**Page text**

In re Anthony W.

Decision Date01 August 2005
Docket NumberNo. 136,136
Citation879 A.2d 717,388 Md. 251
PartiesIn re ANTHONY W.
CourtMaryland Court of Appeals

Ann N. Bosse, Asst. Atty. Gen. (J. Joseph Curran, Jr., Atty. Gen., on brief), for petitioner.

Michael R. Braudes, Asst. Public Defender (Nancy S. Forster, Public Defender, Katherine P. Rasin, Asst. Public Defender, on brief), for respondent.

Argued before BELL, C.J., RAKER, WILNER, CATHELL, HARRELL, BATTAGLIA and GREENE, JJ.

GREENE, J.

Anthony W., respondent, was charged in juvenile court with the malicious destruction of property.1 During the trial, respondent moved for dismissal, alleging that the State's case consisted only of the testimony of two accomplices that was not corroborated in any manner. The motion to dismiss was denied. On November 14, 2002, the Circuit Court for Frederick County, sitting as a juvenile court, found that Anthony W. was involved in the delinquent act. Anthony W. filed a timely appeal to the Court of Special Appeals and the intermediate appellate court reversed the juvenile court.

**Work to do**
(1) List every judge named in the Anthony W. court opinion as having heard the argument.
(2) Carry the Anthony W. court opinion forward, starting after its final sentence.

**Supplied information**
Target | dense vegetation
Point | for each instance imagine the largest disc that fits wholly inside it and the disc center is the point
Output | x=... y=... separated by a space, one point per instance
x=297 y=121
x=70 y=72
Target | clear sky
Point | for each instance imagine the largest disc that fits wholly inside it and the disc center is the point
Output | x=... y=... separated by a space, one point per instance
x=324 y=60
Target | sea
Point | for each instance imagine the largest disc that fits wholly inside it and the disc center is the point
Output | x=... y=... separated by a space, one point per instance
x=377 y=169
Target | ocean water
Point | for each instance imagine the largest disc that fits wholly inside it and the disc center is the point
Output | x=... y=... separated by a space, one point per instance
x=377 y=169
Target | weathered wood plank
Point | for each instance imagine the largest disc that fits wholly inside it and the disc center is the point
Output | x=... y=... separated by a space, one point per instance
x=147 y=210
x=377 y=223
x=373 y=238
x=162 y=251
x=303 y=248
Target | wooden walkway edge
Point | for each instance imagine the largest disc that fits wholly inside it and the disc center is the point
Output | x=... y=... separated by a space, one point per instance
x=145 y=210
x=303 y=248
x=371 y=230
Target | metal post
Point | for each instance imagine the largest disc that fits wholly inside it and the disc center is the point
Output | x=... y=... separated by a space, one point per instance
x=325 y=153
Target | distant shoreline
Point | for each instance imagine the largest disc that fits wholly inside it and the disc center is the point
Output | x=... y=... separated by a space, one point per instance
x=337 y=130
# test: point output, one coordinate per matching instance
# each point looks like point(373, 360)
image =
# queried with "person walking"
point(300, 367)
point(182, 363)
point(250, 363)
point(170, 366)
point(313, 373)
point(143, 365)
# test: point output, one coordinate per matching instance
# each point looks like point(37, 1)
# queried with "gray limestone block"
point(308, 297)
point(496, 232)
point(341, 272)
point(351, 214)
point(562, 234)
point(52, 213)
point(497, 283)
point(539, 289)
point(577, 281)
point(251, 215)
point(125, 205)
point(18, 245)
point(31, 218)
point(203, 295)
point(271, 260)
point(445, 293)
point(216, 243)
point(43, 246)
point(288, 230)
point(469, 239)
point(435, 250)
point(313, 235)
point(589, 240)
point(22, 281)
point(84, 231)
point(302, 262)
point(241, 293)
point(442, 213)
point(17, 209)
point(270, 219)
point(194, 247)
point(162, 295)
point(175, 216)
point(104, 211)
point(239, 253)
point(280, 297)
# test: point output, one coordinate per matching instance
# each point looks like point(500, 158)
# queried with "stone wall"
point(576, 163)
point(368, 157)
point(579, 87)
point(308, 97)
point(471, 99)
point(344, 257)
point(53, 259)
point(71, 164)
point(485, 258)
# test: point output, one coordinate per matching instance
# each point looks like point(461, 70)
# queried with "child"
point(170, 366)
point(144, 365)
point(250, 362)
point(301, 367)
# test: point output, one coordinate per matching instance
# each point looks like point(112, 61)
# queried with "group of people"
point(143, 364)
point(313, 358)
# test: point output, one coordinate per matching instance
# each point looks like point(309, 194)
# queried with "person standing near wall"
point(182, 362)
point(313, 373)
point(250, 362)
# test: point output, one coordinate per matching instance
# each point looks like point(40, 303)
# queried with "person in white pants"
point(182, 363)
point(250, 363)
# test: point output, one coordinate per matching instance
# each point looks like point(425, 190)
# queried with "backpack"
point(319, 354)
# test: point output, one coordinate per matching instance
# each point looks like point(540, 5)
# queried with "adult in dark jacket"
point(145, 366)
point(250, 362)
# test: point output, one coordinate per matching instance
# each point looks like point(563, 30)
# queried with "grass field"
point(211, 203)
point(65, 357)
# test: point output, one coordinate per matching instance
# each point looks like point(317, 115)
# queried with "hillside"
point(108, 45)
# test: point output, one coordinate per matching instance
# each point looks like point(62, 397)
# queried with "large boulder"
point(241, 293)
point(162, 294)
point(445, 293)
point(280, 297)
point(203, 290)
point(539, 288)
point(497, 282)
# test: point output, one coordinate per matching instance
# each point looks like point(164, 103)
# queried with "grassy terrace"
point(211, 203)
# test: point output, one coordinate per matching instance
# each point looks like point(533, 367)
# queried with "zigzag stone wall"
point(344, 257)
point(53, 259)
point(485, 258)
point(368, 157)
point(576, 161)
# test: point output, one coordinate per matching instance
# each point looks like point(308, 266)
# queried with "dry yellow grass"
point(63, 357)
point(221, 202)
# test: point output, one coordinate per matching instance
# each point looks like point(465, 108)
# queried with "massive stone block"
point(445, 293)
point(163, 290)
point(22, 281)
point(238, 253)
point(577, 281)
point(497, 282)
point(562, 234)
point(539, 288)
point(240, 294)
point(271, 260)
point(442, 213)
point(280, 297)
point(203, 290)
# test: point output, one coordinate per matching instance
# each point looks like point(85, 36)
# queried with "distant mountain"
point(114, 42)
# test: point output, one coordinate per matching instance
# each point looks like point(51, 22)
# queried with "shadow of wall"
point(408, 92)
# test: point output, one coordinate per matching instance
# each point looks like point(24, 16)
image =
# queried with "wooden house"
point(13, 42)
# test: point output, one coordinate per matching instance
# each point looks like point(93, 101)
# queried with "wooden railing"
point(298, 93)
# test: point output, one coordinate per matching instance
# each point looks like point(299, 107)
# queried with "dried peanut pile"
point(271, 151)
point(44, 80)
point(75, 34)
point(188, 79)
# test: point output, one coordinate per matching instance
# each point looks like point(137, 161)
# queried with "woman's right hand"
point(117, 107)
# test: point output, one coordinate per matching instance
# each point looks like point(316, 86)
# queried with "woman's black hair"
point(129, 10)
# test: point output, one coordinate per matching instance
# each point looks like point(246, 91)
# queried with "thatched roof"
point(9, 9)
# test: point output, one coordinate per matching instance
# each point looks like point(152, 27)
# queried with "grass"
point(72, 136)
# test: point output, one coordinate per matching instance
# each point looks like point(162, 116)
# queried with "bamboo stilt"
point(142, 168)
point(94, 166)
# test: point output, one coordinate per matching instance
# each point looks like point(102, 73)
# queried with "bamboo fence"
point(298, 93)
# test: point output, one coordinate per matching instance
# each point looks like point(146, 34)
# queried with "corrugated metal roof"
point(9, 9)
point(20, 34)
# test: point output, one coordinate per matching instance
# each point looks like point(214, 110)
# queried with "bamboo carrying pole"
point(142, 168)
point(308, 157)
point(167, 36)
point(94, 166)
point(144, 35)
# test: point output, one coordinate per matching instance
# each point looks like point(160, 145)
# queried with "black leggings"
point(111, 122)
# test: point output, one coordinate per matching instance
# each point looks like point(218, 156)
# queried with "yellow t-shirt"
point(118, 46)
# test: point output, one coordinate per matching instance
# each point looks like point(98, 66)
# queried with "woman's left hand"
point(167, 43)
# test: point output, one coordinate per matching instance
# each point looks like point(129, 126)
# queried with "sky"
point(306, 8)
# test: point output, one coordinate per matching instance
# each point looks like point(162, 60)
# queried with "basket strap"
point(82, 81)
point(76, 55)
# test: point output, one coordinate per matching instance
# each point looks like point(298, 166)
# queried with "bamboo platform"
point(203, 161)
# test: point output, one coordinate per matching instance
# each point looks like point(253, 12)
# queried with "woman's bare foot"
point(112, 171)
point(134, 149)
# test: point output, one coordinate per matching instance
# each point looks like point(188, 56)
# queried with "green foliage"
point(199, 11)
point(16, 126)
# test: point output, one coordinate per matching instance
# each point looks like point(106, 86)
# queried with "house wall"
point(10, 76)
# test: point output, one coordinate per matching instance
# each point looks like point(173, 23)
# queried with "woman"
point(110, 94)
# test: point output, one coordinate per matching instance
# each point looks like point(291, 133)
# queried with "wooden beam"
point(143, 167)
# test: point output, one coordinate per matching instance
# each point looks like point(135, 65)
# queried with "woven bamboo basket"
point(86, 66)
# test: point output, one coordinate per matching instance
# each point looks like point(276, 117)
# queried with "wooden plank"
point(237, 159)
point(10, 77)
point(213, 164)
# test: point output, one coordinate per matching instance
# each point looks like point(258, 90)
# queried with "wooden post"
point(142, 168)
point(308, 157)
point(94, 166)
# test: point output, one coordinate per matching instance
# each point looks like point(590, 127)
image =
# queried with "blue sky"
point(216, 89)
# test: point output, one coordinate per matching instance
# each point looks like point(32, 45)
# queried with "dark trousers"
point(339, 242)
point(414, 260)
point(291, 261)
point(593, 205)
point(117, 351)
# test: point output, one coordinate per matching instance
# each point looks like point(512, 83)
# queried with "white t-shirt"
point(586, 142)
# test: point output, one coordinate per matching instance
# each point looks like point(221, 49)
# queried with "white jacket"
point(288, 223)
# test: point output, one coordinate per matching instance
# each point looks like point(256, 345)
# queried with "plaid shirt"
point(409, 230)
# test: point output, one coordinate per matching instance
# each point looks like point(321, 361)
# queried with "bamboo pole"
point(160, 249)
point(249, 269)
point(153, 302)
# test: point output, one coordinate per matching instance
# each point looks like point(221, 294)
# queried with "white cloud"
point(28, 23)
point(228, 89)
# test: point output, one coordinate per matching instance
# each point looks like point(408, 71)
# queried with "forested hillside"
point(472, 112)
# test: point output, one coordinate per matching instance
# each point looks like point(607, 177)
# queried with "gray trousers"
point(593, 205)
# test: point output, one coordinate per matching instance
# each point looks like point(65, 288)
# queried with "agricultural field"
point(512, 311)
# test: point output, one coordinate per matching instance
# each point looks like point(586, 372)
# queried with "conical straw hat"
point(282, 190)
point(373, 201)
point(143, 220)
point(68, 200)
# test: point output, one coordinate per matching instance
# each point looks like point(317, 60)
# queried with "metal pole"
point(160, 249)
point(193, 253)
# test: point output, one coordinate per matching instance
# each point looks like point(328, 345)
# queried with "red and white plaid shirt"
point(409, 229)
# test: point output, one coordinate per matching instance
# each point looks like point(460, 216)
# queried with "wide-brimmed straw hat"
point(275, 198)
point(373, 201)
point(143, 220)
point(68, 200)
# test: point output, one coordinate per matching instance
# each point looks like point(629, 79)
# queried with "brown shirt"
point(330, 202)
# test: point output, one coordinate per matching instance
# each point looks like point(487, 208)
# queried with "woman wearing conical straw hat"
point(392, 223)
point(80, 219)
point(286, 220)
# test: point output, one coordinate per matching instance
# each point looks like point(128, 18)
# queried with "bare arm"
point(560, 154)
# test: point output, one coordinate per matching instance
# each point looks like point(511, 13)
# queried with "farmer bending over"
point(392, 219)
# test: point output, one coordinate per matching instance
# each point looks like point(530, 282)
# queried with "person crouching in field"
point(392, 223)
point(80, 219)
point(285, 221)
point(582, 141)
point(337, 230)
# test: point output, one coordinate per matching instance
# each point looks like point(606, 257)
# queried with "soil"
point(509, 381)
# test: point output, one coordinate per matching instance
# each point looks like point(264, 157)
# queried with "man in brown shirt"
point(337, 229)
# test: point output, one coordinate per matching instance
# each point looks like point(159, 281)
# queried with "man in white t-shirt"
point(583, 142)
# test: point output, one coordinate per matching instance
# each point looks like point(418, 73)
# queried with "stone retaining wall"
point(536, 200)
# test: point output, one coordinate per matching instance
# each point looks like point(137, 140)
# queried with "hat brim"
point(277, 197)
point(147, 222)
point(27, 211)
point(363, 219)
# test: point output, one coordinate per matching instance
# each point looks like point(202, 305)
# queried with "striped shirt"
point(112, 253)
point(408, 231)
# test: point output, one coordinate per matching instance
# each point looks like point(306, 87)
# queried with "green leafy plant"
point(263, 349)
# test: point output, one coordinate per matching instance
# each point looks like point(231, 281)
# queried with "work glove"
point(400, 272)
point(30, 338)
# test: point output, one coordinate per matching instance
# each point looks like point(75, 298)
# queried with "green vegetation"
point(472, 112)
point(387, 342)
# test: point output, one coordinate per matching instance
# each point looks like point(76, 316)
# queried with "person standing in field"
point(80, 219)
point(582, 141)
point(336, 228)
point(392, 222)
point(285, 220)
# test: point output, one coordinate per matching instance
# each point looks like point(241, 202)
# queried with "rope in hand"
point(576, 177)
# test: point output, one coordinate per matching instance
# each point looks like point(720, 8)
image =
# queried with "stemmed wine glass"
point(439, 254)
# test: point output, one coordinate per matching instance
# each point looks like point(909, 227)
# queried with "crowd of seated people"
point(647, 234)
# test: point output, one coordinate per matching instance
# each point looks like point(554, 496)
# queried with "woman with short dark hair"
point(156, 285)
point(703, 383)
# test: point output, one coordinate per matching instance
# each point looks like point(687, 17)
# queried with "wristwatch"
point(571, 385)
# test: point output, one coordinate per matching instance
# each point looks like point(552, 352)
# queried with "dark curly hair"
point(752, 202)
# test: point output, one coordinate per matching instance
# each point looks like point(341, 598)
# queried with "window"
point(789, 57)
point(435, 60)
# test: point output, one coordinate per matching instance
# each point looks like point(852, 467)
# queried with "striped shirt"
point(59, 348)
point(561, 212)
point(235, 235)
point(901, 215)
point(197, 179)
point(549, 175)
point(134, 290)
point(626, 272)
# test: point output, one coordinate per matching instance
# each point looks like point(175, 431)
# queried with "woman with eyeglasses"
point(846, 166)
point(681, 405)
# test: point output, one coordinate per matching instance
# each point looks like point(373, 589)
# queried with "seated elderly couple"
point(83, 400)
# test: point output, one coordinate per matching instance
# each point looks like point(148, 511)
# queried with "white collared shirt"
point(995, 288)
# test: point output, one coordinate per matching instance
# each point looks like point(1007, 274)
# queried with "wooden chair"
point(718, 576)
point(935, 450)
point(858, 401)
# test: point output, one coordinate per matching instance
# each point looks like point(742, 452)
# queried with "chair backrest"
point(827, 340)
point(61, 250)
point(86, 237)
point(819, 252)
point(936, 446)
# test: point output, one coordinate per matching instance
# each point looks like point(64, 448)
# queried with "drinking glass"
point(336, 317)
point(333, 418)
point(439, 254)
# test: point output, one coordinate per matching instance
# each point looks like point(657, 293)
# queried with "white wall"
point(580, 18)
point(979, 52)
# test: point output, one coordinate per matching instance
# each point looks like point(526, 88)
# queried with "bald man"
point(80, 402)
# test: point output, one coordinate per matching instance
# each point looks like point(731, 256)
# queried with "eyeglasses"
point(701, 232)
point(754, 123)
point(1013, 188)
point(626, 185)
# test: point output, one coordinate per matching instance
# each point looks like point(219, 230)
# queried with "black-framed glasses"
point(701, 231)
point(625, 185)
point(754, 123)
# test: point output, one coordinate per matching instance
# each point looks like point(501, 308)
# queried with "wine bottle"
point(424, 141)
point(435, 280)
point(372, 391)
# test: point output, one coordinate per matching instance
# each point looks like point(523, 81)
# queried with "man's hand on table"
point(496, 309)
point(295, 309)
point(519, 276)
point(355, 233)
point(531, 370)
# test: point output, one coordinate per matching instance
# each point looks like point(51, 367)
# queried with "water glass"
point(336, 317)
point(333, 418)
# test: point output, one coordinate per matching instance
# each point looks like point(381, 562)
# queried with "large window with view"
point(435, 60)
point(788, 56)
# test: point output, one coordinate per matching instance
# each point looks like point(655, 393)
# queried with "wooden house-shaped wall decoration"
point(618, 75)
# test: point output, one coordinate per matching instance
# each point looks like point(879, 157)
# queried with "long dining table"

**Answers to each task**
(1) Bell (C.J.), Raker, Wilner, Cathell, Harrell, Battaglia, Greene

(2)
We granted the State's petition for writ of certiorari, which contains two questions combined into one. For purposes of clarity, we separate and reword the two questions:

1. Did the Court of Special Appeals err in holding that the accomplice corroboration rule applicable in criminal cases applies in juvenile cases?
2. Did the Court of Special Appeals improperly hold that the evidence was insufficient to find that Anthony W. committed the act of malicious destruction of property because there was no corroboration of the testimony of the two alleged accomplices?

We hold that the common law rule, applicable in criminal proceedings, requiring independent evidence to corroborate the testimony of an accomplice, also applies in juvenile cases. As to the second question, however, we reverse the Court of Special Appeals. We hold that the trial judge was not clearly erroneous in finding that the State's two witnesses were not accomplices whose testimony needed to be corroborated.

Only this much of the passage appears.